# Curing with Pop's Brine



## pops6927

Making the curing brine: I measure out (for 2 gallons):

2 heaping tablespoons of curing salt ( always put that in first, on the bottom)
1 cup sugar
1 cup brown sugar
1 cup plain, non-iodized table salt








Then I pour two gallons of water into the bucket:







and stir until dissolved. (This photo is of the other bucket before I completely stirred it):







This is after stirring it, completely dissolved:






You don't need to heat it, you don't need to boil it, only stir until dissolved. The cure is totally dissolvable; once dissolved, it cannot be un-dissolved. Once dissolved, the ingredients do not need to be re-stirred; they have been dissolved initially and completely. I have done this thousands upon thousands of times, from one gallon to 55 gallon batches, a dozen times over. Don't make it more difficult than it has to be. Add ingredients, add water, stir a couple dozen times, pour in and just plain let it sit and do it's magic! So Simple!

(EXERCISE INSTRUCTIONS)
• a. Answer these from the post on making curing brine:
(i) How much water goes into the bucket?
(ii) Which ingredient is put in first?
(iii) Does the brine need to be heated or boiled?
• b. Carry on the post on making curing brine, picking up right after its final words.
The records play no part in the work here.

(DATASET ROWS)

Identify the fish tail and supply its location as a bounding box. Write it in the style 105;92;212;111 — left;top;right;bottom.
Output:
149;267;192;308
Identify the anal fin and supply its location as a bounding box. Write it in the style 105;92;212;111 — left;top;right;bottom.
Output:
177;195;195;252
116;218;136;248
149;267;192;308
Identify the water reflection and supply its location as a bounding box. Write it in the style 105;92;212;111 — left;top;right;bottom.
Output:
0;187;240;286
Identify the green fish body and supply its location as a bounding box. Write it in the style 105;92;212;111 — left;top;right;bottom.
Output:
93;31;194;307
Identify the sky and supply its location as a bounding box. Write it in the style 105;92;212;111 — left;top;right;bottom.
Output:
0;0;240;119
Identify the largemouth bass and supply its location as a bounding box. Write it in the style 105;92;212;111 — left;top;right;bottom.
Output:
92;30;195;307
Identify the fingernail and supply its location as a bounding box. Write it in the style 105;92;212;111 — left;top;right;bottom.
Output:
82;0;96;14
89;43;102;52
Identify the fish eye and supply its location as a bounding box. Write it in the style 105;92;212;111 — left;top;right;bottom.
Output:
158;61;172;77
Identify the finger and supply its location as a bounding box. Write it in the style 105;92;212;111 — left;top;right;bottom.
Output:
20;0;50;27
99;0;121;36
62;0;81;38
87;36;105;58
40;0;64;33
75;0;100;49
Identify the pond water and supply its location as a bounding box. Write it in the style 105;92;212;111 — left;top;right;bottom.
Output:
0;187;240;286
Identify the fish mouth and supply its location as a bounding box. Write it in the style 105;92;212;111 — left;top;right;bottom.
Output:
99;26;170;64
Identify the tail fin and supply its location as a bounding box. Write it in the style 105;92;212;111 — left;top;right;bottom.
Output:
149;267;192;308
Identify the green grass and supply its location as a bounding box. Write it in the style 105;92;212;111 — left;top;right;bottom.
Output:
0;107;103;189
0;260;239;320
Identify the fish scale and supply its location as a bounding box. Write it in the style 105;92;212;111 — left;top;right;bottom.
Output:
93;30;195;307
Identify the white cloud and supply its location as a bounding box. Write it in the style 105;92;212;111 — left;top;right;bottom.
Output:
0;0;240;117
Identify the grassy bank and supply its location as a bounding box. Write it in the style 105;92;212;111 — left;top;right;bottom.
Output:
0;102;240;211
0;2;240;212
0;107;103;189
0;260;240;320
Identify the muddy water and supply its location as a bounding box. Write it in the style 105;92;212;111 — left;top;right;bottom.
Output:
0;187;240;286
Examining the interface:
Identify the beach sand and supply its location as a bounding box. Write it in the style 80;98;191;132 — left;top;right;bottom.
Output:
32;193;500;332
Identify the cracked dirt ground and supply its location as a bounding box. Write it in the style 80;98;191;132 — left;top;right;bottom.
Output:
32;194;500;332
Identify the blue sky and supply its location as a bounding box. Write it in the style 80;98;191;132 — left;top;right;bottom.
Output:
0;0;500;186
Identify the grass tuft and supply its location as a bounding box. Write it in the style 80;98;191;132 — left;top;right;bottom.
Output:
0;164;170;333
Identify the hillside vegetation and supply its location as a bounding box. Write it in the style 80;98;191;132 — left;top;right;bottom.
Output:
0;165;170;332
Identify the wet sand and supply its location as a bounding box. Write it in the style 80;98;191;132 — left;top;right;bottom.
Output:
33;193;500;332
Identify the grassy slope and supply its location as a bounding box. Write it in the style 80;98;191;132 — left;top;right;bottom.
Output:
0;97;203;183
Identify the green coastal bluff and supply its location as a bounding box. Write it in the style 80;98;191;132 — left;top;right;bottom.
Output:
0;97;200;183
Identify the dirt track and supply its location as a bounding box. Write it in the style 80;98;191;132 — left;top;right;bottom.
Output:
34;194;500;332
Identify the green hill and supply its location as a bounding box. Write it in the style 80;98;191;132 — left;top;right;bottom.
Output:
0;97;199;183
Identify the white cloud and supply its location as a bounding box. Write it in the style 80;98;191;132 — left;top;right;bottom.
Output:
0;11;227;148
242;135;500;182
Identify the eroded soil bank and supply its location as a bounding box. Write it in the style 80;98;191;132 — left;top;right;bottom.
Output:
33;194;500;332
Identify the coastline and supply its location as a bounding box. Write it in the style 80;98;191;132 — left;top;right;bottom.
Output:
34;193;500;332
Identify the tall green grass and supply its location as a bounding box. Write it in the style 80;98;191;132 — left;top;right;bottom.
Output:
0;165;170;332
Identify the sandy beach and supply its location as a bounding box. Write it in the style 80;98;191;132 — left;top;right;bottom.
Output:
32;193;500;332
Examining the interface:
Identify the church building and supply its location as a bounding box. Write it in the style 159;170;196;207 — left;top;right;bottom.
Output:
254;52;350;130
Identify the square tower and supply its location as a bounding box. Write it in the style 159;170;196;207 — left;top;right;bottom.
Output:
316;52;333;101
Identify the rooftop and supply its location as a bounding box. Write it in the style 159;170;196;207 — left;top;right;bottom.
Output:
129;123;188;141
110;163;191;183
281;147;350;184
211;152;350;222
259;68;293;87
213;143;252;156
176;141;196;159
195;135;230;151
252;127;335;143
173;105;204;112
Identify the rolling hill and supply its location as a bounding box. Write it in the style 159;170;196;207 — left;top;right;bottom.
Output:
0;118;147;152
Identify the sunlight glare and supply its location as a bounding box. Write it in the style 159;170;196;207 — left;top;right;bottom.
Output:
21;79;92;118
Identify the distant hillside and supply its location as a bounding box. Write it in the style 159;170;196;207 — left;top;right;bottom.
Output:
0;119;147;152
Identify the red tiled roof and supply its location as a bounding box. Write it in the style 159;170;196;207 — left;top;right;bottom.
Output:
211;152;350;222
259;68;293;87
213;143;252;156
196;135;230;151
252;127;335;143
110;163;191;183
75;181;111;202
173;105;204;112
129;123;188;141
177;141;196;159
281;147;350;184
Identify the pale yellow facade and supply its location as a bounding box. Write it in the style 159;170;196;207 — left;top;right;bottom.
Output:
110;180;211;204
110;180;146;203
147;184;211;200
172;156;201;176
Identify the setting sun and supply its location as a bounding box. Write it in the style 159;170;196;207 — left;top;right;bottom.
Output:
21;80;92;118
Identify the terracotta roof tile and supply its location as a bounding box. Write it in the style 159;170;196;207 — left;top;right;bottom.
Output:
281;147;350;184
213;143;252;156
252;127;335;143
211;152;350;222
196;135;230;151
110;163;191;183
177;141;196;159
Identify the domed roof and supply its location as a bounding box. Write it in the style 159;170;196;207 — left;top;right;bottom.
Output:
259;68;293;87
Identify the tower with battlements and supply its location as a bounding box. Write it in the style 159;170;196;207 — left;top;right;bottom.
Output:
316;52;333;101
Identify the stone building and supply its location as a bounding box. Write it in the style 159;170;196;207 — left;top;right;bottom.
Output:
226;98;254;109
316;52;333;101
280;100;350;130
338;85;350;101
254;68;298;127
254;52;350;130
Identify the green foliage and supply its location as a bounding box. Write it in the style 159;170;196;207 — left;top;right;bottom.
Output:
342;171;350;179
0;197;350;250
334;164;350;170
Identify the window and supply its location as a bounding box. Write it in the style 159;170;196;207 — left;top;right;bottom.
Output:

(OUTPUTS)
• a.
(i) Two gallons.
(ii) The curing salt, two heaping tablespoons of it, goes in first, on the bottom.
(iii) No. It only needs to be stirred until dissolved.

• b.
----------



## smokeymose

I’ve been doing your brine for a while now, Pops, but I’ve been doing the one cup each of sugar, brown sugar and kosher salt with 1 heaping tablespoon of #1 to 1 gallon of water.
Have I been doing it wrong all along? I thought it was for 1 gallon....
It’s made some awesome bacon.


----------



## pops6927

http://www.smokingmeatforums.com/a/pops6927s-curing-brines-regular-and-lo-salt

I revised my brine many years ago for a lo-salt version, think it was in 2010 after my second stroke.  This thread: http://smokingmeatforums.com/index.php?threads/lo-salt-cured-and-smoked-turkey.98333/

So, yes, you are correct, that was my full strength  curing brine.  Since then, after my second stroke (and another in 2010 ad in 2011 and in 2012), I had to test and re-test many curing brine combinations to settle on my lo-salt version, cutting the salt in half.  Thank you for asking!


----------



## chopsaw

I do 1 gallon batch in the Briner Jr. for chicken parts . 1/2 cup salt , and both sugars . 1 Tbls cure 1 . I always put the water in first , then add the dry . Stir the heck out of it .  I put 12 chicken thighs in Friday night . Cook them next weekend . Makes the best fried chicken .


----------



## pops6927

I measure out the ingredients first a/c bad memory - I can always look through the ingredients and tell what I've added before adding water, but not vice versa.  I've made that mistake before (uhhhhh.... did I add cure??  Can't tell with water in it!).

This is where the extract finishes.